When the line containing "Query: green grass" is found in the data below, copy it and each line after it through the line containing "Where can you spot the bare", exactly and with no others.

*** DATA TO PROCESS Section Begins ***

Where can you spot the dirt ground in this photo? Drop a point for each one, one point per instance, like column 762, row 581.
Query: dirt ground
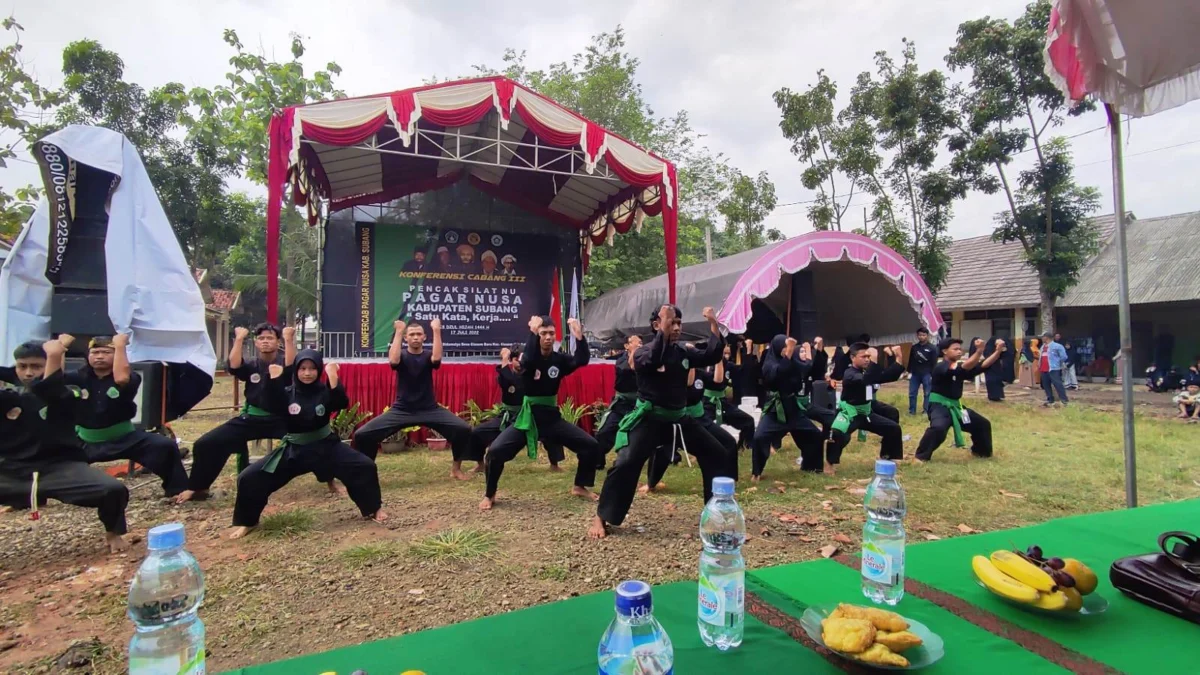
column 336, row 580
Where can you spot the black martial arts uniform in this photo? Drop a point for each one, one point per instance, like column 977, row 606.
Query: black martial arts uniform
column 785, row 410
column 947, row 411
column 415, row 406
column 540, row 418
column 660, row 418
column 511, row 396
column 856, row 411
column 720, row 411
column 103, row 414
column 623, row 400
column 36, row 435
column 310, row 446
column 211, row 451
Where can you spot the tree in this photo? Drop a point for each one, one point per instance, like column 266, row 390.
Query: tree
column 1007, row 103
column 21, row 100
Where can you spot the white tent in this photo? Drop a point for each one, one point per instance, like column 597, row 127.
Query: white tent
column 1139, row 58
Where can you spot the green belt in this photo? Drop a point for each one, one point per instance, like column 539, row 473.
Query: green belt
column 107, row 434
column 774, row 405
column 846, row 414
column 526, row 422
column 955, row 407
column 640, row 411
column 303, row 438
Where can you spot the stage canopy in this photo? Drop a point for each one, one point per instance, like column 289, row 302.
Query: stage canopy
column 509, row 141
column 853, row 285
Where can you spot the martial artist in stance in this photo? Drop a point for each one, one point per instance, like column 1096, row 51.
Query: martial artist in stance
column 855, row 410
column 508, row 377
column 785, row 374
column 415, row 404
column 543, row 370
column 40, row 455
column 310, row 446
column 660, row 418
column 947, row 408
column 105, row 410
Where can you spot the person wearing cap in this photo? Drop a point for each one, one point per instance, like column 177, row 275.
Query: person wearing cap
column 105, row 408
column 660, row 419
column 508, row 377
column 922, row 358
column 41, row 458
column 855, row 408
column 946, row 407
column 415, row 402
column 543, row 370
column 310, row 444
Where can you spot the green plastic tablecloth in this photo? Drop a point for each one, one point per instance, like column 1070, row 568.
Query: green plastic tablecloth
column 1129, row 637
column 969, row 649
column 556, row 639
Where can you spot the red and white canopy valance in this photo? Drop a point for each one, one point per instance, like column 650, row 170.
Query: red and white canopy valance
column 507, row 139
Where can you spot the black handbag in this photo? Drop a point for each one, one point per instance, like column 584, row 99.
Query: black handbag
column 1167, row 580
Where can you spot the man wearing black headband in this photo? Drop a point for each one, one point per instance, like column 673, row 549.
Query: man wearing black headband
column 947, row 408
column 660, row 418
column 105, row 410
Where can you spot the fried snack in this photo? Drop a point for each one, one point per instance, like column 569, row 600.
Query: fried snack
column 897, row 641
column 847, row 635
column 881, row 619
column 881, row 655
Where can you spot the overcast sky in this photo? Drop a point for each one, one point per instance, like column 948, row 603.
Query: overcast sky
column 720, row 61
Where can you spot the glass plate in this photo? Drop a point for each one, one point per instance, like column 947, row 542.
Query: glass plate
column 1093, row 603
column 929, row 652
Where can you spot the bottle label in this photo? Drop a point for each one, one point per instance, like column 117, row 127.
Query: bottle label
column 723, row 598
column 882, row 563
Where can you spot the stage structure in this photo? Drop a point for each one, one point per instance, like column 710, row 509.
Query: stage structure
column 828, row 284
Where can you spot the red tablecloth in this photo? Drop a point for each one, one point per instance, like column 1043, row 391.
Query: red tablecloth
column 373, row 386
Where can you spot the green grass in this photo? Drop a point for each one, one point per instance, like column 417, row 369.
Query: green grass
column 288, row 524
column 460, row 544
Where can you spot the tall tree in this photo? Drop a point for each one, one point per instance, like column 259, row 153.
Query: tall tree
column 1007, row 105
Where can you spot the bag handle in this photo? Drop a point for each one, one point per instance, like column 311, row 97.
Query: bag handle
column 1185, row 553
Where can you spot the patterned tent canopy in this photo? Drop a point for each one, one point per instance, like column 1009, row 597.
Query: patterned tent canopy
column 507, row 139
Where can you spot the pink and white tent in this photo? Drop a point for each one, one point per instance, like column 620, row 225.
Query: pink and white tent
column 507, row 139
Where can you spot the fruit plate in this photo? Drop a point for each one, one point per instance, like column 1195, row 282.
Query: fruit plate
column 1093, row 603
column 928, row 653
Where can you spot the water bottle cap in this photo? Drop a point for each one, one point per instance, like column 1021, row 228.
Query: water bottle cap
column 723, row 487
column 634, row 598
column 885, row 467
column 165, row 537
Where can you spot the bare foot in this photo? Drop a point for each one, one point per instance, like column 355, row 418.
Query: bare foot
column 115, row 543
column 598, row 530
column 585, row 493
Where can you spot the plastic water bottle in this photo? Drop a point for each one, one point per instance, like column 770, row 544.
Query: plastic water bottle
column 883, row 536
column 166, row 593
column 723, row 572
column 635, row 643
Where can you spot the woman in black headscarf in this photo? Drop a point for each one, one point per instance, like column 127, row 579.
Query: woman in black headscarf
column 309, row 447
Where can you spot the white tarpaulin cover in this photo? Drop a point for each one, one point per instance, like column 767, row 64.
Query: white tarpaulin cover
column 151, row 292
column 1141, row 57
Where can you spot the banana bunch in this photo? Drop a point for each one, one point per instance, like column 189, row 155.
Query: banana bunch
column 1055, row 584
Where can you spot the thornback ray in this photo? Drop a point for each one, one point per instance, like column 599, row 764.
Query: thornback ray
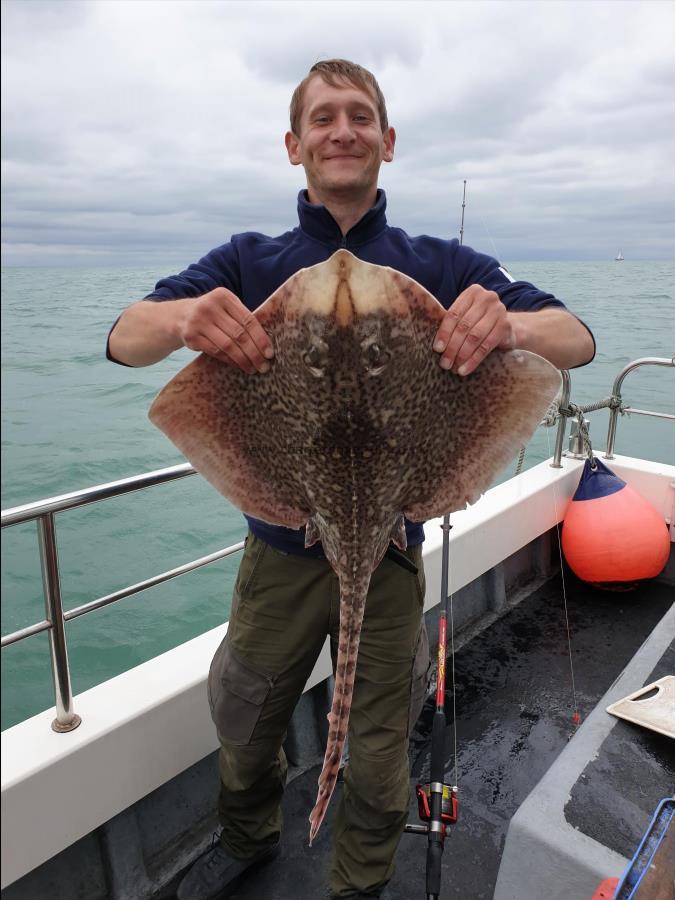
column 355, row 426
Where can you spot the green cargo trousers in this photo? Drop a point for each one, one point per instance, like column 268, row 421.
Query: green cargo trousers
column 284, row 605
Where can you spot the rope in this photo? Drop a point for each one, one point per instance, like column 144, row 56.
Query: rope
column 521, row 458
column 576, row 718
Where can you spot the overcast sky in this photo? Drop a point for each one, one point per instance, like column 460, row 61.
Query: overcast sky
column 141, row 132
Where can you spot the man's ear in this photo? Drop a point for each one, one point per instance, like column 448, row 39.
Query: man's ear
column 293, row 148
column 388, row 140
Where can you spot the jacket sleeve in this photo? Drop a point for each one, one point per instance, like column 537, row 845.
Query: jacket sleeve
column 517, row 296
column 219, row 268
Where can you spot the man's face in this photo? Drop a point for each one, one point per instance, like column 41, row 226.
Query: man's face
column 341, row 143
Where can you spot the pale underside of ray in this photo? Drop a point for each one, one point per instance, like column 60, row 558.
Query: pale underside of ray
column 355, row 425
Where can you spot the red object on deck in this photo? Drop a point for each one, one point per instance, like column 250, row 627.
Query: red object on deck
column 611, row 535
column 606, row 890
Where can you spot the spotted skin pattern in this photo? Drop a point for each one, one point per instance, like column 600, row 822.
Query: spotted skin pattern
column 355, row 426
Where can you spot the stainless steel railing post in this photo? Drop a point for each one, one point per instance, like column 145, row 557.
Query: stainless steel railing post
column 562, row 424
column 66, row 719
column 616, row 395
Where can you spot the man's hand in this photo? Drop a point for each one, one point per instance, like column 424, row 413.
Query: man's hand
column 219, row 324
column 476, row 324
column 216, row 323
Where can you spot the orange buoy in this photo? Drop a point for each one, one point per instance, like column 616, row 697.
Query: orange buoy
column 612, row 537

*** DATA TO PROCESS Section Ends ***

### ANSWER TO THE PROBLEM
Query: green grass
column 288, row 524
column 460, row 544
Where can you spot the tall tree in this photo? Drop a point for each one, one point per instance, like column 259, row 153.
Query: tall tree
column 1007, row 105
Where can you spot the bag handle in this photo? Drop a point for each one, one point per instance, like column 311, row 97.
Query: bag handle
column 1185, row 553
Where can you spot the patterned tent canopy in this photo? Drop a point for each one, one point per instance, like column 1009, row 597.
Query: patterned tent canopy
column 507, row 139
Where can you spot the pink and white tent in this photo? Drop a point for each one, one point per instance, like column 620, row 225.
Query: pink and white tent
column 507, row 139
Where can you spot the fruit plate in this photo? Drop a point for each one, one point per instance, like column 1195, row 282.
Query: fruit plate
column 1093, row 603
column 928, row 653
Where can you spot the water bottle cap in this photo? Drop a point for each one, one point per instance, like column 1021, row 228.
Query: water bottle cap
column 723, row 487
column 634, row 598
column 885, row 467
column 165, row 537
Where can you spot the bare foot in this photo? Drop a point for each one, one point per instance, like column 355, row 418.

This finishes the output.